TASK DETAILS:
Count lines, not occurrences: report how many lines in the records hold the string "sample", and nothing else.

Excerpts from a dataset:
Segment Open
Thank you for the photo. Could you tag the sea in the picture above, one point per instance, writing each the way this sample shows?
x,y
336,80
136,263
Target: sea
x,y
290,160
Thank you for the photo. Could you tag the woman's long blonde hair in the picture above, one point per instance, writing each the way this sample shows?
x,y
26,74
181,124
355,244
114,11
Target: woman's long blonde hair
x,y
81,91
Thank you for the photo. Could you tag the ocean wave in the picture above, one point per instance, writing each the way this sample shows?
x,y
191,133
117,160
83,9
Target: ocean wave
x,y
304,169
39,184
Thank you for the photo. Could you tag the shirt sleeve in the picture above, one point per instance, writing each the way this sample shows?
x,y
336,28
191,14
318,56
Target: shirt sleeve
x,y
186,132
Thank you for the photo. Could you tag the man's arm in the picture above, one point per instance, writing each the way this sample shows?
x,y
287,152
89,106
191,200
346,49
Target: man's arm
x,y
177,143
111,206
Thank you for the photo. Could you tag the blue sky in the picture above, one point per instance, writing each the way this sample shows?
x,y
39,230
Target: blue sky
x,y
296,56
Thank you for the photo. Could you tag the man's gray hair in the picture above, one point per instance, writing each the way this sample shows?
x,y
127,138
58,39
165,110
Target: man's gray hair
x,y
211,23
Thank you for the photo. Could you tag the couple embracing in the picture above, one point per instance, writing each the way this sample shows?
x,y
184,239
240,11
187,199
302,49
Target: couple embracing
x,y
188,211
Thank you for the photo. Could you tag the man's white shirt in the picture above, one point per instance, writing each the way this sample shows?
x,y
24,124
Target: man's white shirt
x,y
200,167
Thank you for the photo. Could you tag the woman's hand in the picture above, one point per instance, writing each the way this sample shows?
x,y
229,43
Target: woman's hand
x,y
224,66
Segment Closed
EXPECTED ANSWER:
10